### Extracted information ###

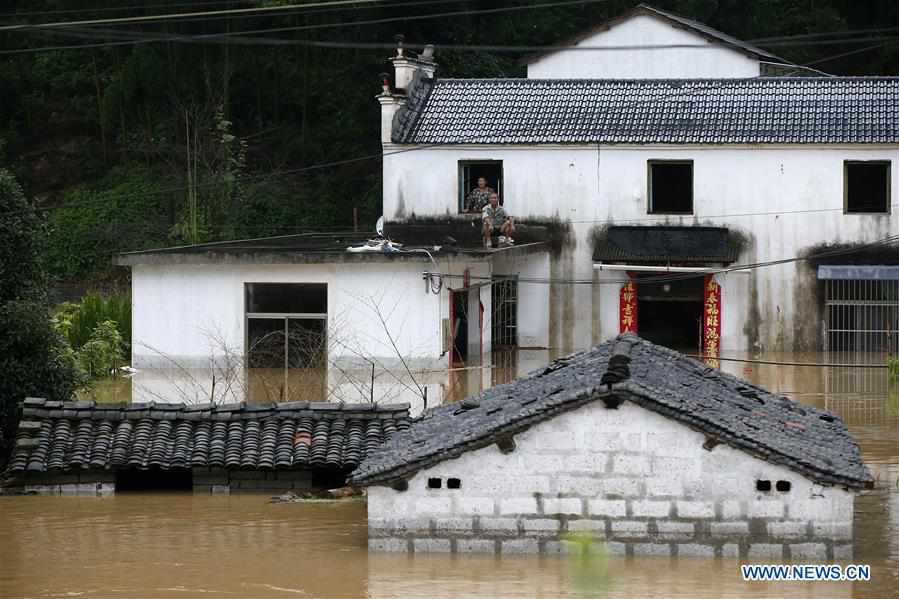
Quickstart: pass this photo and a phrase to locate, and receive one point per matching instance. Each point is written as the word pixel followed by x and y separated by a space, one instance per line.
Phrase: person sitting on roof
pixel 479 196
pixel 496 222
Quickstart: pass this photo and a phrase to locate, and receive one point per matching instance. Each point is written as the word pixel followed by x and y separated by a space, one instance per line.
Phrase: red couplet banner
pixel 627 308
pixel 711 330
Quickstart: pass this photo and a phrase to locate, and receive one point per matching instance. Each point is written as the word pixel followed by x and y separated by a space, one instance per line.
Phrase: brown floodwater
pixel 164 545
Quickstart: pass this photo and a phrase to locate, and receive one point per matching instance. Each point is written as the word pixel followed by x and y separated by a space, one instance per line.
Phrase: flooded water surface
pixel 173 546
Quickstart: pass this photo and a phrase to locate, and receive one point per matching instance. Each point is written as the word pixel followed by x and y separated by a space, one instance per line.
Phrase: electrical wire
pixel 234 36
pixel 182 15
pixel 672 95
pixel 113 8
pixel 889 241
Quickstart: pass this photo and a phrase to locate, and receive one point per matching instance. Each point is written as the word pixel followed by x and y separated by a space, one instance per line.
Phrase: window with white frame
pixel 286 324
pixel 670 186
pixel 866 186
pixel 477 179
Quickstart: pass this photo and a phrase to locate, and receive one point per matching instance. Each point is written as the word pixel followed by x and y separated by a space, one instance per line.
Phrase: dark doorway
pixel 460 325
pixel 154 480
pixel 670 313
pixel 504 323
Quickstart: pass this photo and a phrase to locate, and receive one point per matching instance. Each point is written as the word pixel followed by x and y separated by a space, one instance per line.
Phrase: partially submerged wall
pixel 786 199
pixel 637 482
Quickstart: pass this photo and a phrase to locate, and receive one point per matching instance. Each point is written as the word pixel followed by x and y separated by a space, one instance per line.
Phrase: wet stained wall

###
### Extracted information ###

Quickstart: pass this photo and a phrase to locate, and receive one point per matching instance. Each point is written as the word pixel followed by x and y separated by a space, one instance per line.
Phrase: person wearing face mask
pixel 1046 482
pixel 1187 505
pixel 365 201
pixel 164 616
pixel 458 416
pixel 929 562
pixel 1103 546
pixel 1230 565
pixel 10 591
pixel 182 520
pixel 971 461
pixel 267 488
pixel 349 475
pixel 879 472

###

Brief –
List every line from the records that contains the word "wall".

Answer to this problem –
Phrase: partially submerged wall
Phrase: wet stained wall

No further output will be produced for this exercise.